Requirement: Starting at the line containing "Objective — one point per instance of the sail batten" and continuing through the last entry, reproduce every line with 96 added to each number in the point coordinates given as answers, keeping the labeling instructions as they are. Omit the pictures from your output.
· · · · · · ·
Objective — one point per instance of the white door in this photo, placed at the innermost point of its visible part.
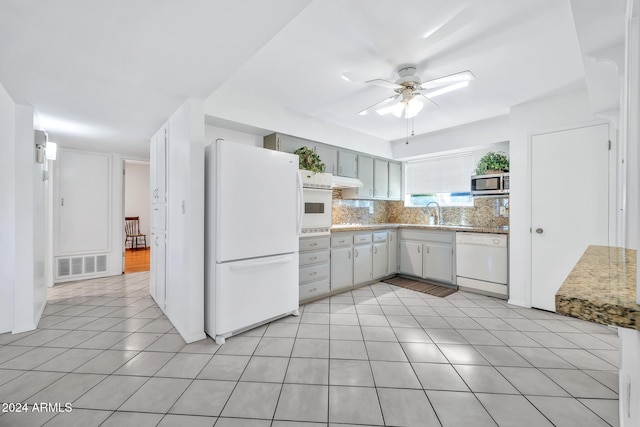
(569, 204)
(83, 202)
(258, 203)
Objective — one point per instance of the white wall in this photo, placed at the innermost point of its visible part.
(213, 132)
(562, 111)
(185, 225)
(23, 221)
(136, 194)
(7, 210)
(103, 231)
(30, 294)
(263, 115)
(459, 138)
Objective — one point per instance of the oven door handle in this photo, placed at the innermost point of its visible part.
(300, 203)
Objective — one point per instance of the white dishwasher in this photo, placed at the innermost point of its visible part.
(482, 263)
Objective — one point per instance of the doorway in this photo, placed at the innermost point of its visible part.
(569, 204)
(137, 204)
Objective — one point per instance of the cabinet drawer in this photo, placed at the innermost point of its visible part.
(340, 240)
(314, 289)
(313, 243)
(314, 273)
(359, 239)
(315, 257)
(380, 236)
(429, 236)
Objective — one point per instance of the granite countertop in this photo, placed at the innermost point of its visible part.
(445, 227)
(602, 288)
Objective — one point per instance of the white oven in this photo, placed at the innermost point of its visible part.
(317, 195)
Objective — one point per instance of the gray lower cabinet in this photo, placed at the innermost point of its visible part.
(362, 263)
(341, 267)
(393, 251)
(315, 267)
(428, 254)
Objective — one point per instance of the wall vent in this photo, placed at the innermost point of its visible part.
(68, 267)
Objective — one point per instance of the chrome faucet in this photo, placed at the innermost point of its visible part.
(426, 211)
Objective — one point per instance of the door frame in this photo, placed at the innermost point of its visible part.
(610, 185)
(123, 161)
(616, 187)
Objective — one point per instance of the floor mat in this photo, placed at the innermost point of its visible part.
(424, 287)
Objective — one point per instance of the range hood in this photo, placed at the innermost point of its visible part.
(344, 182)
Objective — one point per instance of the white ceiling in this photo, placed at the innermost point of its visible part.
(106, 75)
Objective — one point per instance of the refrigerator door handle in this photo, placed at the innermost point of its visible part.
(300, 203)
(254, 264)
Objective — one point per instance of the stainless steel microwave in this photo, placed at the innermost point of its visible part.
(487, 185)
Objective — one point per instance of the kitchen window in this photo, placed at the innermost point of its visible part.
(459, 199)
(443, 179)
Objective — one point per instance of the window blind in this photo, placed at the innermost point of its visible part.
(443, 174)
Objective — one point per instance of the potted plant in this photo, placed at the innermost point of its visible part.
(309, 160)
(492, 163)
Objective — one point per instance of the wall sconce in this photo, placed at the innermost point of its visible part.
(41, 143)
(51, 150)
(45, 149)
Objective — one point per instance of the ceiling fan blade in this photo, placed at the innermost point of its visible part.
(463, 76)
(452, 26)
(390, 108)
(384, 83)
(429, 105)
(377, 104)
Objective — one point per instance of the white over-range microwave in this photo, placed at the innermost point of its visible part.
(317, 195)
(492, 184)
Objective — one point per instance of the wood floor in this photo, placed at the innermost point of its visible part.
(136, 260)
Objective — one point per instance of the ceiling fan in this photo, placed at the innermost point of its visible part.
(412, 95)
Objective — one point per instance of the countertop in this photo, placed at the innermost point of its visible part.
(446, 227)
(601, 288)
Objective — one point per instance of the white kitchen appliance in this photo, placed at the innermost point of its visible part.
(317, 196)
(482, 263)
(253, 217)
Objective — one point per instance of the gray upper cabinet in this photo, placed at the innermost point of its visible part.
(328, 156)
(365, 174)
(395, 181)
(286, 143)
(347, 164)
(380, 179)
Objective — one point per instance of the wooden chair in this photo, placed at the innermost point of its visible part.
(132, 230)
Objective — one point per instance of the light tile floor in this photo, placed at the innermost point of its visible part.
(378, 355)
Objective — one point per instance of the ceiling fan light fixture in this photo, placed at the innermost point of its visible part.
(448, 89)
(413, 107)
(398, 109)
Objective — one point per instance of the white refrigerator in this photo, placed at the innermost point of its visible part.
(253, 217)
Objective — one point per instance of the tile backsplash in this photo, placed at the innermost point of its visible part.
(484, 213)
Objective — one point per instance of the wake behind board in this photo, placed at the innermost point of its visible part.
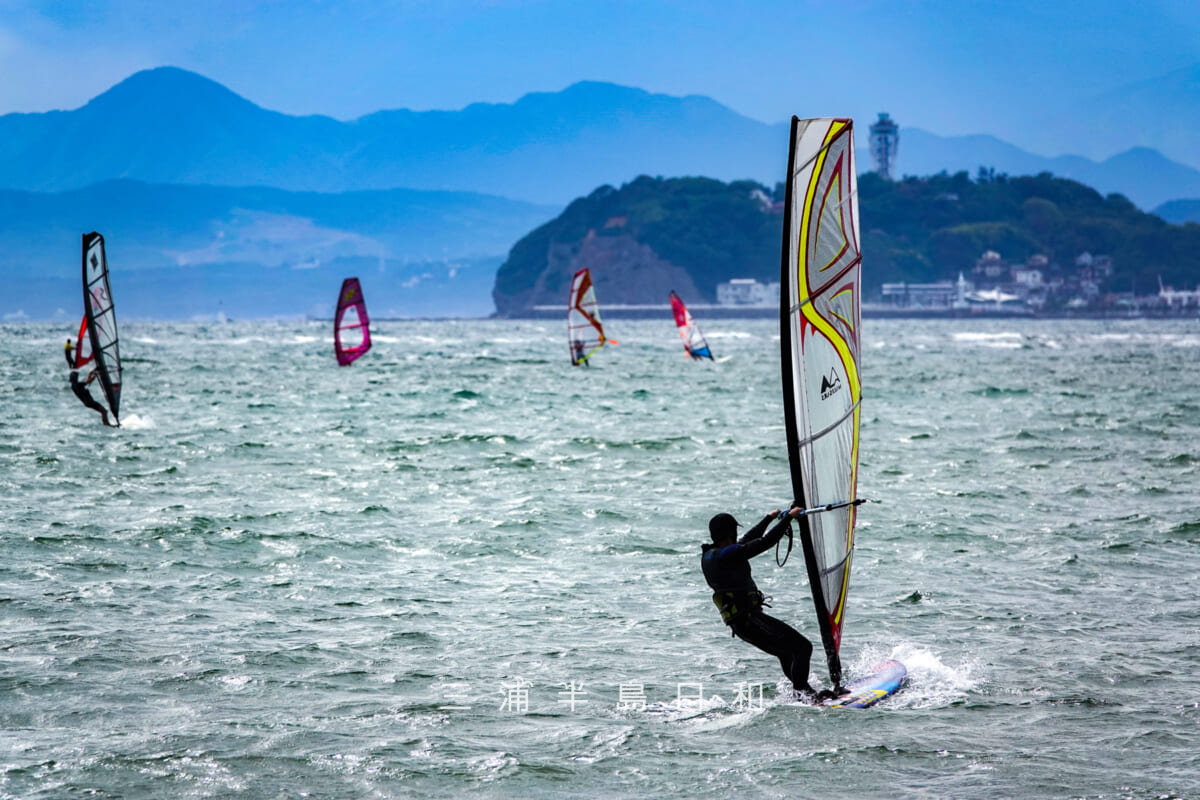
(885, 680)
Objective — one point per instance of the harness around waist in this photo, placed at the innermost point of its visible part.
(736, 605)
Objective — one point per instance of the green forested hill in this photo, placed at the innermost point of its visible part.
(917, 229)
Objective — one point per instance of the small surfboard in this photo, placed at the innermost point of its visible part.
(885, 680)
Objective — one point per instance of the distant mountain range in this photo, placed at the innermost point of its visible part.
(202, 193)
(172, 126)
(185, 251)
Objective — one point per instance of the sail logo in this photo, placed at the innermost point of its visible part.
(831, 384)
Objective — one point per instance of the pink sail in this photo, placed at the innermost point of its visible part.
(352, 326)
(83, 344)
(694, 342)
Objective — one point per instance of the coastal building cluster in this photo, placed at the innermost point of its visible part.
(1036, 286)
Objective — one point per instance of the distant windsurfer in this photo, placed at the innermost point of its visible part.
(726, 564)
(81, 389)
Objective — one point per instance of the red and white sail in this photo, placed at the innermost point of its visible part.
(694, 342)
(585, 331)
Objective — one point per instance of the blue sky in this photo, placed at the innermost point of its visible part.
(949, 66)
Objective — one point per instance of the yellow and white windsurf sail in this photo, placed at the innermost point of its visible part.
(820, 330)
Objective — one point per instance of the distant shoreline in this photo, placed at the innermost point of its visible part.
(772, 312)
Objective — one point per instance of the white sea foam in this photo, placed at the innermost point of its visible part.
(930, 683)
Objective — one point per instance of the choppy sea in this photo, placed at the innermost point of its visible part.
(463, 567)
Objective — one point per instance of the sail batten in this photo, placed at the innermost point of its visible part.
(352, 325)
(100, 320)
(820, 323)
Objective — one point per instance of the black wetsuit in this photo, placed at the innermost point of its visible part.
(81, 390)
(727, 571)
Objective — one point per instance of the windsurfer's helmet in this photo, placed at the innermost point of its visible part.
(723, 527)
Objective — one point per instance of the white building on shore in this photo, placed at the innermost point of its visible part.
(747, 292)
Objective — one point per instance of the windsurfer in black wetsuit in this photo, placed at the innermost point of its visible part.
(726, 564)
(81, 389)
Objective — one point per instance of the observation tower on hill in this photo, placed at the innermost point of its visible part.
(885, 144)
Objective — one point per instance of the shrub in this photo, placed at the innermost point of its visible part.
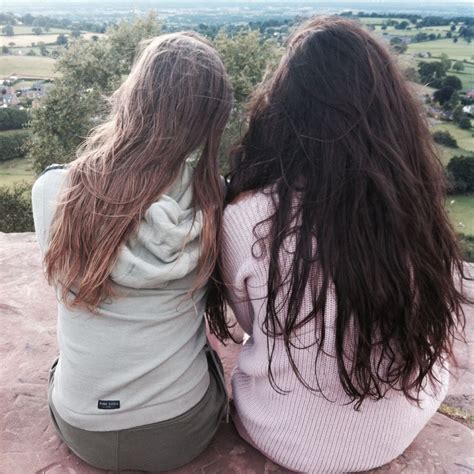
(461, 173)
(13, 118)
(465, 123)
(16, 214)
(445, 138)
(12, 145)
· · · · · · ·
Exercise response:
Objective — one point per instance of the sail batten in this photo, placed at the innermost point of its visible part.
(448, 421)
(196, 416)
(916, 419)
Objective — one point per instance of the black wetsuit in this photo, placed at the innermost point of its visible part.
(177, 486)
(823, 667)
Objective — one point per instance of the windsurfer's helmet in this photo, placed at the innermost point of its visible part.
(819, 623)
Objective — one point per instance of the white building on shore in this photo, placed at the innermost point of its visible part.
(843, 388)
Objective — one point per instance of the windsurfer in black wetsuit in this photo, placed at the innermost point of its visible part.
(822, 660)
(177, 485)
Objective — one point per instance of the observation tower on hill in this photo, placed at the innermost point of its visible part.
(981, 240)
Objective — one point per instance of the shrub in this photo, placed at the innermost point of its visible part.
(557, 269)
(109, 214)
(561, 219)
(112, 310)
(541, 234)
(108, 241)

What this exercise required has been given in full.